PASSAGE PROVIDED —
In a letter to Blunt Rochester, the organizations note the remarkable advances in treatment that enable people with HIV to live nearly normal lifespans when diagnosed early. These advances also suppress HIV to undetectable levels and prevent transmission.

Yet more than 38,000 people are newly diagnosed with HIV each year, the letter said, and of the 1.1 million people living with HIV in the United States, only 62% of adults had sustained viral suppression.

Additionally, disparities in HIV care and treatment are greatest among Black and Latinx Americans, the letter said, who together represent 69% of new HIV diagnoses, and in the Southern United States, which accounts for 51% of new HIV diagnoses.

The letter further noted that the number of HIV clinicians entering the field is falling well short of demand, even though people managed by expert HIV clinicians have better outcomes and that more people now need lifelong HIV care.

(Recorded data)
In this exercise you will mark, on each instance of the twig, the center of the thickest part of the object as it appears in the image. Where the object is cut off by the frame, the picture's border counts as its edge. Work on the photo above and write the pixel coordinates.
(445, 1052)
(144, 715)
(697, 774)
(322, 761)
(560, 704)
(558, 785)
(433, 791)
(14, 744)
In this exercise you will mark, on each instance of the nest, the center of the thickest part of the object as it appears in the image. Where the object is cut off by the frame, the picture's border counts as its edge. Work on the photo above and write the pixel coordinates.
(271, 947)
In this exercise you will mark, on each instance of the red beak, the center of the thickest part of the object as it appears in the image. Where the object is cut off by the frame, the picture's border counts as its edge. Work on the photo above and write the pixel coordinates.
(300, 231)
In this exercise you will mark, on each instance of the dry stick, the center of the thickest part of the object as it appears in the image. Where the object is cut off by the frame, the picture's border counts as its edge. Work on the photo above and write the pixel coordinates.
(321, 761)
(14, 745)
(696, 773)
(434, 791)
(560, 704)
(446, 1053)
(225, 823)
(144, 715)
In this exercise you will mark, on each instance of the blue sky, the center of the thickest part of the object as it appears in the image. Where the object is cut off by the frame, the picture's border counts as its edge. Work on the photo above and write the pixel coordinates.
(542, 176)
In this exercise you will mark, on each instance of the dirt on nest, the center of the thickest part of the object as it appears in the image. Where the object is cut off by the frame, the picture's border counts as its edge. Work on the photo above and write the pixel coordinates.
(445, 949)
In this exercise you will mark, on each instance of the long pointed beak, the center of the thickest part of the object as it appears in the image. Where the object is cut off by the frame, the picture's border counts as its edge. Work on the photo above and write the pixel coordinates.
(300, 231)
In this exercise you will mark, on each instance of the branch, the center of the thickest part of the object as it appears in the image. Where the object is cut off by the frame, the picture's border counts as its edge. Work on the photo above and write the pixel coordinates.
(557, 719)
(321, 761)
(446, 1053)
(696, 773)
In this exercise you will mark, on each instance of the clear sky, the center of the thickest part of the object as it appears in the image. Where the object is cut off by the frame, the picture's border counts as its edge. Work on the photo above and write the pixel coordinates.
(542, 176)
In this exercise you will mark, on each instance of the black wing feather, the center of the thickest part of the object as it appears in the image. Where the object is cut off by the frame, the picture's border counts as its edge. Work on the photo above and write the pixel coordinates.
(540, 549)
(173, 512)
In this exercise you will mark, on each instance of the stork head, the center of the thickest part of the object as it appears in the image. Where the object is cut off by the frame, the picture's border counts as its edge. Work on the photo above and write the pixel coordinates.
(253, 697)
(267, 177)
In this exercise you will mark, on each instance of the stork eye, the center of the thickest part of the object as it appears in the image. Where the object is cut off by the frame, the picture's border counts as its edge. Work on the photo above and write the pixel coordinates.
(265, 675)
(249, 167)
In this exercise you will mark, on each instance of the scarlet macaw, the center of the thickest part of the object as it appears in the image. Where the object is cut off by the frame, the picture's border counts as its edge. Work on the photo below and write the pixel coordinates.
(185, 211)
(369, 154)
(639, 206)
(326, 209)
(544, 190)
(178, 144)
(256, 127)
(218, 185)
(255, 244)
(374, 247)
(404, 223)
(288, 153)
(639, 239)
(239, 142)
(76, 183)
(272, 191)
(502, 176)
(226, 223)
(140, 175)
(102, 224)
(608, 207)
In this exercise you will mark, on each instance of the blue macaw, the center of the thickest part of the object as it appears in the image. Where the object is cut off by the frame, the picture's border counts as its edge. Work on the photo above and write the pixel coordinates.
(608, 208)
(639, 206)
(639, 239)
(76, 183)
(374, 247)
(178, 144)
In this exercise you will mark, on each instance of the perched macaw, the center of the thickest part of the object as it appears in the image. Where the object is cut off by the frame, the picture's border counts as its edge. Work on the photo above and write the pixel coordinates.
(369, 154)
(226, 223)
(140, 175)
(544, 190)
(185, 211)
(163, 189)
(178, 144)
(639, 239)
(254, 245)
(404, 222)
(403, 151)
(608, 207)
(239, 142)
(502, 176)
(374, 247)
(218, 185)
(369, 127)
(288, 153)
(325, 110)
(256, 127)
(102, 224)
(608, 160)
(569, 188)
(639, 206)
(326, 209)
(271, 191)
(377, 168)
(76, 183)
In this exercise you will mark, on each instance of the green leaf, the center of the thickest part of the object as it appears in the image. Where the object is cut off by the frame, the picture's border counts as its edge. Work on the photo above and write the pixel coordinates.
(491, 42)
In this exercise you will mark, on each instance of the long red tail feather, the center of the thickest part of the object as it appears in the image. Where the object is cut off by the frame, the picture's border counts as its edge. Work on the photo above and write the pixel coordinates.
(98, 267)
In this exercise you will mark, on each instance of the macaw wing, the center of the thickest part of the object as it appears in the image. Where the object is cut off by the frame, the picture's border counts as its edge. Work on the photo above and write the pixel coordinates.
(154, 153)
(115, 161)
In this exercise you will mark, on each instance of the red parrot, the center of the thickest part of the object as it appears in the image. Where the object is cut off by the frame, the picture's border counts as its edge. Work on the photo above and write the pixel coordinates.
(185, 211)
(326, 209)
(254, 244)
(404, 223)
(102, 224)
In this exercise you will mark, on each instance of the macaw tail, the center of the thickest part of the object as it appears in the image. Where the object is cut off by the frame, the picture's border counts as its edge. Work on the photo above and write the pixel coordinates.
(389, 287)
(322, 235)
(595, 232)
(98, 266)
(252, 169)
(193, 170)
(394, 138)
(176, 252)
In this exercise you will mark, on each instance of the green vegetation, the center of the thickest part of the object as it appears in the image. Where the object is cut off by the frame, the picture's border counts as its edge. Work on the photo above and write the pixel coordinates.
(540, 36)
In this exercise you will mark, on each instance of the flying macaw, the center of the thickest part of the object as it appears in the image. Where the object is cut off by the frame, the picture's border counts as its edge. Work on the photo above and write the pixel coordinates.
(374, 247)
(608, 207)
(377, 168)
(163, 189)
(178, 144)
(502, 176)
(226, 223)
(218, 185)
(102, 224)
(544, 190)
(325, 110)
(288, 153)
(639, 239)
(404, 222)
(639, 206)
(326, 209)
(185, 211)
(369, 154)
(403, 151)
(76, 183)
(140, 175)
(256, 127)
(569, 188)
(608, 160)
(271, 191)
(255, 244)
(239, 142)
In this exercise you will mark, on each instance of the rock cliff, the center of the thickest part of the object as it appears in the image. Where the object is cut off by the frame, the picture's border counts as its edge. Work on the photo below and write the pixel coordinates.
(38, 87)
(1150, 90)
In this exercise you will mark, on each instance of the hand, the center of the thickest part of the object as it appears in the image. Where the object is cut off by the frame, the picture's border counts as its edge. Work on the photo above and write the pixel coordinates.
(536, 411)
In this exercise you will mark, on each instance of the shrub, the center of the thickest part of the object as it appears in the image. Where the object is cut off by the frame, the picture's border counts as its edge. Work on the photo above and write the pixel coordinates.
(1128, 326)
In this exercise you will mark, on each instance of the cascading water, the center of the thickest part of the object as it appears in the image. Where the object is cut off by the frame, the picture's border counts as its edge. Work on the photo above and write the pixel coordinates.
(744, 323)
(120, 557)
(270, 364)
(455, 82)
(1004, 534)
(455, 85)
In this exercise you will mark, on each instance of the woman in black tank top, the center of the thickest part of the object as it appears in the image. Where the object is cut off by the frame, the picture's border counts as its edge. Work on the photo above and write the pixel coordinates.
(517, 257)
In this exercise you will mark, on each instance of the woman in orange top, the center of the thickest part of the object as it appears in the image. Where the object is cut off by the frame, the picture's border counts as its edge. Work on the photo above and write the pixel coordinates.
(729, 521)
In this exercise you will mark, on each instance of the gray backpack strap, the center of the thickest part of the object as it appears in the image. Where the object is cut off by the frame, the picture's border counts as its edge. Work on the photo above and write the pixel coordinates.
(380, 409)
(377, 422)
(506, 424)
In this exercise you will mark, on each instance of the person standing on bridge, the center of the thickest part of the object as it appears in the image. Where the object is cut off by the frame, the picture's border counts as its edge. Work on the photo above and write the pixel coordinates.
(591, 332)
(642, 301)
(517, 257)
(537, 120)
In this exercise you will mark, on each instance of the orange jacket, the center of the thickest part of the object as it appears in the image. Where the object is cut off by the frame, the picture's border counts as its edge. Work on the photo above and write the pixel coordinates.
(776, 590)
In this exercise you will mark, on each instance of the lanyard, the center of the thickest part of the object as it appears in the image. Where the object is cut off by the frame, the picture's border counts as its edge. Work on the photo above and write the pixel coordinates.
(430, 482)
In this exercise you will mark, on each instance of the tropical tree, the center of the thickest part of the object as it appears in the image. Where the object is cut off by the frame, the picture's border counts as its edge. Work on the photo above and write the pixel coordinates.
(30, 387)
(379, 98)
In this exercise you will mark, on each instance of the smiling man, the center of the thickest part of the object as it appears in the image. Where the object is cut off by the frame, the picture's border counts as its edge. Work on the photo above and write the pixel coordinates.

REQUIRED TASKS —
(a) Answer these questions from the text on the HIV letter:
(i) How many people are newly diagnosed with HIV each year?
(ii) What share of new HIV diagnoses do Black and Latinx Americans together represent?
(iii) What share of new HIV diagnoses does the Southern United States account for?
(b) Rewrite the text on the HIV letter from "In a letter" to "sustained viral suppression.", with "advances" changed to "improvements".

TASK-BY-TASK SOLUTIONS —
(a)
(i) More than 38,000
(ii) 69%
(iii) 51%

(b)
In a letter to Blunt Rochester, the organizations note the remarkable improvements in treatment that enable people with HIV to live nearly normal lifespans when diagnosed early. These improvements also suppress HIV to undetectable levels and prevent transmission.

Yet more than 38,000 people are newly diagnosed with HIV each year, the letter said, and of the 1.1 million people living with HIV in the United States, only 62% of adults had sustained viral suppression.